Le agenzie di rating all'attacco della Tunisia
L'agenzia Moody's Investors Service ("Moody's") ha declassato nei giorni scorsi il rating a lungo termine degli emittenti in valuta estera e in valuta locale della Tunisia da Caa1a Caa2 modificando l'outlook in negativo.
Il downgrade è guidato dalla valutazione di Moody's secondo cui l'assenza di una sovvenzione completa e definita fino ad oggi per soddisfare le grandi esigenze di finanziamento del governo, aumenti significativamente i rischi di insolvenza.
“Un nuovo programma di aiuti del Fondo Monetario Internazionale deve ancora essere erogato - scrive l'agenzia di rating- nonostante il raggiungimento di un accordo nell'ottobre 2022, aggravando una posizione finanziaria già difficile e inasprendo le pressioni sull'adeguatezza delle riserve valutarie della Tunisia”.
Le condizioni di finanziamento interne ed esterne molto rigide e il difficile profilo di servizio del debito del governo tunisino aumentano poi i rischi di rifinanziamento.
L'economista tunisino Ezzeddine Saidane ha affermato che "con questo nuovo declassamento Moody's mette in guardia i donatori, le istituzioni finanziarie, gli investitori e persino le società commerciali che riforniscono la Tunisia dal rischio di default finanziario del Paese".
:::::
Compito 1:
Sostituisci "rischi di insolvenza" con "rischi di default" nel passo dell'articolo sul declassamento della Tunisia che comincia con "Il downgrade è" e termina con "rischi di insolvenza.", quindi riporta il passo così modificato.
Compito 2:
Prosegui l'articolo sul declassamento del rating della Tunisia, riprendendo dopo la sua ultima frase.
Il materiale riportato più avanti non serve.

Dati memorizzati:
:::::
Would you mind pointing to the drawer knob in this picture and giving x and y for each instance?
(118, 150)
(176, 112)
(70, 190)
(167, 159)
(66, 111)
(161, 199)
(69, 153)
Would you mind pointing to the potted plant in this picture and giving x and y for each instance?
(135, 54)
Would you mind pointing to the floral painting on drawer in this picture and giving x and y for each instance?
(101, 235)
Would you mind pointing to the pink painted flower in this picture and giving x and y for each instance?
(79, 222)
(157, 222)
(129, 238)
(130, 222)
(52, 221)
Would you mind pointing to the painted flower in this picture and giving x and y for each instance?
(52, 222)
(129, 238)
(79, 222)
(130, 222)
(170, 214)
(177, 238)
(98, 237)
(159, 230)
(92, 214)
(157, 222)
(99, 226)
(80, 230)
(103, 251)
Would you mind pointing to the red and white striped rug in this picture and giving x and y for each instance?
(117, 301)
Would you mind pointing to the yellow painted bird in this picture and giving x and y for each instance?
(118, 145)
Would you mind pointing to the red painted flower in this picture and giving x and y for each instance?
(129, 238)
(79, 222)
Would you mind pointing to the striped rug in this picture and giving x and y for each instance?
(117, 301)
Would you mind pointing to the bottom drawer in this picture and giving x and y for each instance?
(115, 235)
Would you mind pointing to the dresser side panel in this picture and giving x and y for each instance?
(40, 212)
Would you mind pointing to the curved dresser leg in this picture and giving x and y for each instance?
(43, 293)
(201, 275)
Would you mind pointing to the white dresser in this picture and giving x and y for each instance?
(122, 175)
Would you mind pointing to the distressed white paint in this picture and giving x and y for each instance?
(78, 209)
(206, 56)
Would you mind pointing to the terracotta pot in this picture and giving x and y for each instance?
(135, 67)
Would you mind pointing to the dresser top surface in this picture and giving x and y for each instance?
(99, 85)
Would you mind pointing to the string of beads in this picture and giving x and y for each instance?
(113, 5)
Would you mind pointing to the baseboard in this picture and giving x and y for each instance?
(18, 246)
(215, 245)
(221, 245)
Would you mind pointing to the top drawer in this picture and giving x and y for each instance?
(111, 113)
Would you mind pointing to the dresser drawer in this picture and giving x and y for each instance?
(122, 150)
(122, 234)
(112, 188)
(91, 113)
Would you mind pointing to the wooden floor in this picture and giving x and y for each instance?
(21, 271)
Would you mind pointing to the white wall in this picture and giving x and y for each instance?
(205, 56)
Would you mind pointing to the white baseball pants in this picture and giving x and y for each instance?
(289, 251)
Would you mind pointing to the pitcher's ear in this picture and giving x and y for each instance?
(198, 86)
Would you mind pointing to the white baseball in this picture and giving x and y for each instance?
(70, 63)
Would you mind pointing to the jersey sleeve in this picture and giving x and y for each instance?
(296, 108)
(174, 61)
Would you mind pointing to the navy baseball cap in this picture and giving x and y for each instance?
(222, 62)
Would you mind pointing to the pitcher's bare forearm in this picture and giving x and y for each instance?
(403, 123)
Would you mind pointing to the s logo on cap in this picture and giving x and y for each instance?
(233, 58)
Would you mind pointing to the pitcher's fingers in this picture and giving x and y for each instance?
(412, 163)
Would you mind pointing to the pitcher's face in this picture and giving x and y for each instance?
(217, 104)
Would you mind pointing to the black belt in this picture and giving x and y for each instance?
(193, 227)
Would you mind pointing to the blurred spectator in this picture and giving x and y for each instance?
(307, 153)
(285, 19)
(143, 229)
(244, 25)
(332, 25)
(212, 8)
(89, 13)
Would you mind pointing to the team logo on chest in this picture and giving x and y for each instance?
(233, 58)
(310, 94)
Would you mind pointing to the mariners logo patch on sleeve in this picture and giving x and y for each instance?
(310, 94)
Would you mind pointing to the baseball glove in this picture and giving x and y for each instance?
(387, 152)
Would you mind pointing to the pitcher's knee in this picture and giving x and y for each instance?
:::::
La tua risposta 1:
Il downgrade è guidato dalla valutazione di Moody's secondo cui l'assenza di una sovvenzione completa e definita fino ad oggi per soddisfare le grandi esigenze di finanziamento del governo, aumenti significativamente i rischi di default.

La tua risposta 2:
“La prospettiva negativa significa che se non riusciamo a recuperare molto rapidamente e con forza, verremo nuovamente declassati. Allora saremmo un piede all'inferno!Cosa significherebbe? Semplicemente, che non potremo più saldare i nostri debiti, pagare i nostri prodotti cerealicoli, il nostro carburante, le nostre medicine. Il dinaro verrebbe svalutato, e forse di più”, ha avvertito dal canto suo l'esperto economico Radhi Meddeb.
La Tunisia dunque, già alle prese con un deficit di bilancio cronico, affronta anche la riluttanza del FMI ad approvare un pacchetto di prestiti, nonostante gli accordi intrapresi.
A ottobre, il governo aveva infatti raggiunto un accordo preliminare per un nuovo finanziamento esteso di 48 mesi del valore di circa 1,9 miliardi di dollari per sostenere il programma di riforma economica del governo. Tuttavia, a causa dei ritardi nella promulgazione della legge finanziaria e delle poche garanzie date, il Paese deve ancora ottenere finanziamenti dall’istituzione finanziaria con sede a Washington.
Nel frattempo la crisi economica non accenna a placarsi, il tasso di 'inflazione previsto per il 2023 come annunciato dal governatore della Banca centrale tunisina (Bct), Marouen El Abass, raggiungerà la doppia cifra (11%) mentre già la gente fatica a reperire diversi beni di consumo come lo zucchero e il latte tra gli scaffali dei supermercati.
Il rischio serio è che se le condizioni peggiorano, il paese nordafricano possa fare un ulteriore passo verso il baratro del “fallimento”.
Problema che potrebbe avere riflessi a vario livello anche sull’Italia per almeno tre motivi: i flussi migratori, l’approvvigionamento energetico e le relazioni commerciali incrementatesi negli ultimi anni tra i due paesi.
Gli arrivi dei migranti potrebbero, come è facile intuire, moltiplicarsi drammaticamente con l’aggravarsi della situazione socio-economica, raggiungendo i picchi del 2014 (170 mila sbarchi)e del 2016 (180 mila sbarchi).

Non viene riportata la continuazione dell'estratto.